* [INSTRUKSI TUGAS 1] Tuliskan ulang tanpa perubahan bagian teks tentang Habib Jakfar Shodiq, mulai dari "Minggu, 17 November" dan terus sampai "para ustadz dan habaib.".
* [INSTRUKSI TUGAS 2]
Jawab pertanyaan berikut berdasarkan teks tentang Habib Jakfar Shodiq.
(a) Habib Jakfar Shodiq adalah alumnus lembaga apa?
(b) Apa bunyi perintah Rasulullah SAW yang dikutip dalam teks?
(c) Hari dan tanggal apa yang tercantum di awal teks?

* [TEKS ACUAN]
Minggu, 17 November 2013

Habib Jakfar Shodiq bin Alwi Almunawar

Memasuki segala Pintu Dakwah
Habib Jakfar Shodiq bin Alwi Almunawar Semarang berdakwah di berbagai kalangan masyarakat, dari pelajar sampai mahasiswa, dari masyarakat awam sampai kalangan ustadz dan habaib.





Habib Jakfar Shodiq bin Alwi bin Ali Almunawar berprinsip bahwa setiap pintu dakwah harus dima­suki, tidak perlu dibatasi, untuk tingkatan apa pun. Karena itu, habib muda alumnus Darul Musthafa Tarim Hadhramaut ini berdakwah dari kalangan pelajar hingga mahasiswa, dari kalangan awam hingga para ustadz dan habaib.

“Sampaikanlah walaupun satu ayat,” demikian bunyi perintah Rasulullah SAW kepada umatnya, dan hal itu dipegang betul oleh Habib Jakfar Shodiq dalam ke­hidupannya.

* [KUTIPAN SUMBER]
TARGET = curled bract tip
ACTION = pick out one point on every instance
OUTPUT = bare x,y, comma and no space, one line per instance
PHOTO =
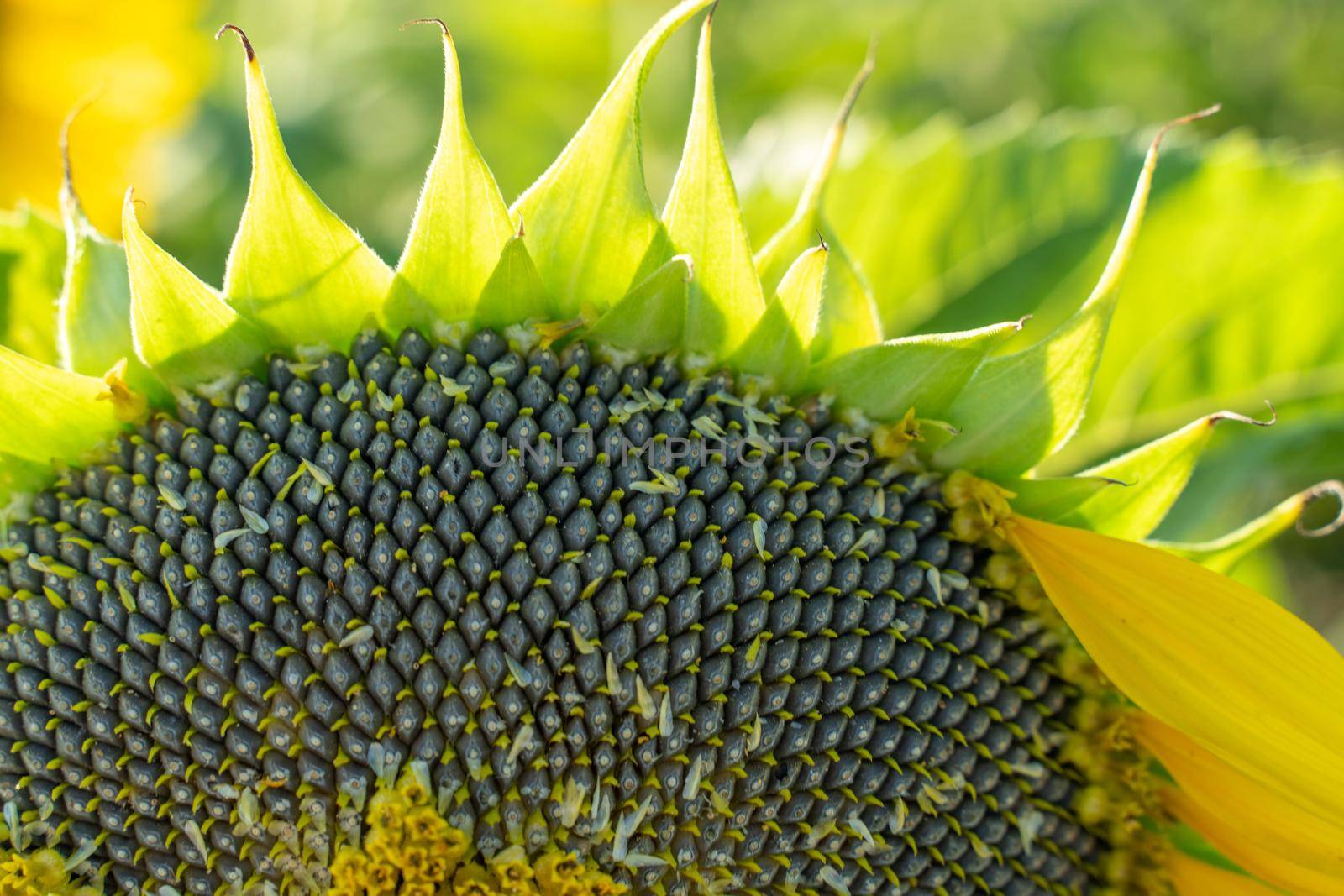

* [JAWABAN LATIHAN 1]
Minggu, 17 November 2013

Habib Jakfar Shodiq bin Alwi Almunawar

Memasuki segala Pintu Dakwah
Habib Jakfar Shodiq bin Alwi Almunawar Semarang berdakwah di berbagai kalangan masyarakat, dari pelajar sampai mahasiswa, dari masyarakat awam sampai kalangan ustadz dan habaib.





Habib Jakfar Shodiq bin Alwi bin Ali Almunawar berprinsip bahwa setiap pintu dakwah harus dima­suki, tidak perlu dibatasi, untuk tingkatan apa pun. Karena itu, habib muda alumnus Darul Musthafa Tarim Hadhramaut ini berdakwah dari kalangan pelajar hingga mahasiswa, dari kalangan awam hingga para ustadz dan habaib.

* [JAWABAN LATIHAN 2]
(a) Darul Musthafa Tarim Hadhramaut.
(b) "Sampaikanlah walaupun satu ayat."
(c) Minggu, 17 November 2013.